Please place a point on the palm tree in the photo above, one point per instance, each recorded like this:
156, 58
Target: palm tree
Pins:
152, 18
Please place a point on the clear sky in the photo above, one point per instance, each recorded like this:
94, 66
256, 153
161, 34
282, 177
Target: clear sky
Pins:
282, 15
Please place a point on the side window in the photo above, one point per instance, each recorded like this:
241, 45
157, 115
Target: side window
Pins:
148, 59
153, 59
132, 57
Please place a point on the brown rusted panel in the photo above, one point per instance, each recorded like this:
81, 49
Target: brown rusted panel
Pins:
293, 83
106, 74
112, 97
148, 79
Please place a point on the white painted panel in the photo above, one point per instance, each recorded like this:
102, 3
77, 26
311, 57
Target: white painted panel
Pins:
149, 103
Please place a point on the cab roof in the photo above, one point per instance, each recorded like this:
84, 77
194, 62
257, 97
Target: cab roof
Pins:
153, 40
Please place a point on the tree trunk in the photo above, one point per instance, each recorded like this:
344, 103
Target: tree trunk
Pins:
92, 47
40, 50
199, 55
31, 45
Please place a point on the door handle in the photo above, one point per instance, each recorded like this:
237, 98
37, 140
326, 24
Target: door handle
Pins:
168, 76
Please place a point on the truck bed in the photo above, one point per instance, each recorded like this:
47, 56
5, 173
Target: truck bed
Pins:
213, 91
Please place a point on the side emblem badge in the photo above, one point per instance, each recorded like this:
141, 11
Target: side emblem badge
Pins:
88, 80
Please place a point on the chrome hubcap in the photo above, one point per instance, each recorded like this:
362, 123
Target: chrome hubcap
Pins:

Stated exercise -
Can you format every line of the records above as a Markdown table, with the row number in a column headed No. and the line itself in a column headed Text, leaving out any blank lines?

The response -
| No. | Text |
|---|---|
| 1 | Please place a point on the palm tree in the photo above, one point per instance, each recorded like this: |
| 2 | 156, 58 |
| 3 | Target: palm tree |
| 4 | Pins: |
| 5 | 152, 18 |
| 6 | Please place a point on the clear sky in the photo above, one point per instance, each recorded like this: |
| 7 | 94, 66 |
| 8 | 256, 153 |
| 9 | 161, 34 |
| 10 | 282, 177 |
| 11 | Target: clear sky |
| 12 | Pins: |
| 13 | 282, 15 |
| 14 | Please place a point on the side window in the photo above, one point per instance, each recorded like this: |
| 15 | 241, 45 |
| 16 | 157, 115 |
| 17 | Target: side window |
| 18 | Pins: |
| 19 | 148, 59 |
| 20 | 153, 59 |
| 21 | 132, 57 |
| 22 | Please place a point on the brown rusted panel in the photo above, one point per instance, each recorded like this: |
| 23 | 81, 49 |
| 24 | Target: brown rusted panel |
| 25 | Pins: |
| 26 | 293, 83 |
| 27 | 106, 74 |
| 28 | 112, 97 |
| 29 | 148, 79 |
| 30 | Please place a point on the white painted panel in the photo above, one point per instance, each recorded like this: |
| 31 | 102, 3 |
| 32 | 77, 26 |
| 33 | 311, 57 |
| 34 | Target: white painted panel |
| 35 | Pins: |
| 36 | 149, 103 |
| 37 | Please place a point on the cab roof in the photo above, one point per instance, each recorded like this: |
| 38 | 84, 77 |
| 39 | 194, 62 |
| 40 | 257, 97 |
| 41 | Target: cab roof |
| 42 | Pins: |
| 43 | 153, 40 |
| 44 | Please place a point on the tree trunk in the photo above, one point per instance, each recorded like this: |
| 45 | 344, 103 |
| 46 | Target: tree trunk |
| 47 | Pins: |
| 48 | 92, 47 |
| 49 | 40, 50 |
| 50 | 199, 55 |
| 51 | 31, 45 |
| 52 | Please place a point on the door handle in the photo above, one point per instance, each recorded like this: |
| 53 | 237, 98 |
| 54 | 37, 140 |
| 55 | 326, 24 |
| 56 | Target: door handle |
| 57 | Pins: |
| 58 | 168, 76 |
| 59 | Please place a point on the truck bed in the photo above, one point per instance, each recorded like this: |
| 60 | 47, 56 |
| 61 | 5, 173 |
| 62 | Target: truck bed |
| 63 | Pins: |
| 64 | 213, 91 |
| 65 | Please place a point on the side emblem badge in the photo above, one point per instance, each recorded like this: |
| 66 | 141, 11 |
| 67 | Target: side emblem badge |
| 68 | Pins: |
| 69 | 88, 80 |
| 70 | Please place a point on the chrome hubcap in the photo above, one point per instance, each recorded like this: |
| 71 | 362, 123 |
| 72 | Target: chrome hubcap |
| 73 | Pins: |